What to do>
Please revise the stretch of the timing thread from "Here's a procedure" through "there's to it.", putting "strobe light" in place of each "timing light".

Passage given>
# How to adjust timing?



## n00b (Sep 21, 2005)

so i couldn't pass smog.. guy says my timing is too low and its an easy fix. repair shop wants 90 something bucks for it so i said forget it since i heard its really really easy.. can somebody give me a step by step tutorial on how to do this? and also what do i need? thanks

its a 1990 btw


----------



## DRUNKHORSE (Mar 6, 2005)

try this AUTOZONE.COM, simply scroll down to the timing chain adjustment part that u need. also i know this is a stupid question, but what does *btw * mean, i see that a lot.


----------



## n00b (Sep 21, 2005)

by the way


----------



## n00b (Sep 21, 2005)

i mean the timing not the belt.. i heard i just turn a screw by the distributer or something?


----------



## The$nail (Jul 29, 2005)

n00b said:


> i mean the timing not the belt.. i heard i just turn a screw by the distributer or something?


The DIS, Undo the two 12's (not all the way out). turn the dis clock wise. Let the bolts sit 2/3rsd to the left. I drew a pic to help explain, never mined my artistic greatness.


----------



## rogoman (Dec 16, 2004)

n00b said:


> so i couldn't pass smog.. guy says my timing is too low and its an easy fix. repair shop wants 90 something bucks for it so i said forget it since i heard its really really easy.. can somebody give me a step by step tutorial on how to do this? and also what do i need? thanks
> 
> its a 1990 btw


Here's a procedure for setting up the distributor timing:
Fully warm up the engine. Shut engine off. Disconnect the TPS harness connector; it's located on the passenger's side of the engine just above the throttle assembly. Attach timing light to #1 plug wire. Start engine; the OEM timing should be 15 degrees BTDC. There are two bolts that attach the distributor to the block; one's on top and the other one is on the bottom. Loosen both bolts and turn the distributor slowly while watching the timing marks on the pulley with the timing light. Stop the engine. Reconnect the TPS harness connector. Start engine. That's all there's to it.

The KA motor firing order is: 1-3-4-2. This is at the distributor cap.

Here's what the timing marks are on the pulley:

-5 0 5 10 15 20
| | | | | |

Zero mark should be painted red.

Stored records>
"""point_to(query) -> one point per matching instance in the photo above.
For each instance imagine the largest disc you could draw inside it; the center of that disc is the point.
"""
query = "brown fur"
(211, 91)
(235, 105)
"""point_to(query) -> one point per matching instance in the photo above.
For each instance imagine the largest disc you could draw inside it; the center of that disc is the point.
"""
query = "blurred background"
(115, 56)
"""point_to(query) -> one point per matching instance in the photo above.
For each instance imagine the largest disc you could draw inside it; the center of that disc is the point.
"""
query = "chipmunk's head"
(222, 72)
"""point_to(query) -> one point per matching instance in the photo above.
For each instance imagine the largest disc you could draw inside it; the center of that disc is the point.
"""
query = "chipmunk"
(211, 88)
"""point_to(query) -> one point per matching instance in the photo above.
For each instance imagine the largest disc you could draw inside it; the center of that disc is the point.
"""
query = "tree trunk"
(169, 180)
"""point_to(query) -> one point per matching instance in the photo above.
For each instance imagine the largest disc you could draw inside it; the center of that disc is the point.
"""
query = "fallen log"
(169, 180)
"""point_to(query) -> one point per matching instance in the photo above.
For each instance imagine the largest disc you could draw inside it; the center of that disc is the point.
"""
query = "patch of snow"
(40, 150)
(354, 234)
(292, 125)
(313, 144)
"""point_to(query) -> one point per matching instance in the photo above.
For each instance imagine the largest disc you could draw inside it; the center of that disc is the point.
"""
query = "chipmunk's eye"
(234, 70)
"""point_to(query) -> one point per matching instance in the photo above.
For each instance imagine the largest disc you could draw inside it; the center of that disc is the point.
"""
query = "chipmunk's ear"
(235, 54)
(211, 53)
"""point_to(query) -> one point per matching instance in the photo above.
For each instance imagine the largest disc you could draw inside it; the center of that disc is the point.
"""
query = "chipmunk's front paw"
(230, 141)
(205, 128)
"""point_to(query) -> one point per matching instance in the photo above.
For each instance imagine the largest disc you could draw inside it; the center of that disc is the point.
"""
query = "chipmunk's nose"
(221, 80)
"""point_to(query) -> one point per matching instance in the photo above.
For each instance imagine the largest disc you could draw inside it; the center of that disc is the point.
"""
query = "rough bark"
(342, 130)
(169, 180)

Solution>
Here's a procedure for setting up the distributor timing:
Fully warm up the engine. Shut engine off. Disconnect the TPS harness connector; it's located on the passenger's side of the engine just above the throttle assembly. Attach strobe light to #1 plug wire. Start engine; the OEM timing should be 15 degrees BTDC. There are two bolts that attach the distributor to the block; one's on top and the other one is on the bottom. Loosen both bolts and turn the distributor slowly while watching the timing marks on the pulley with the strobe light. Stop the engine. Reconnect the TPS harness connector. Start engine. That's all there's to it.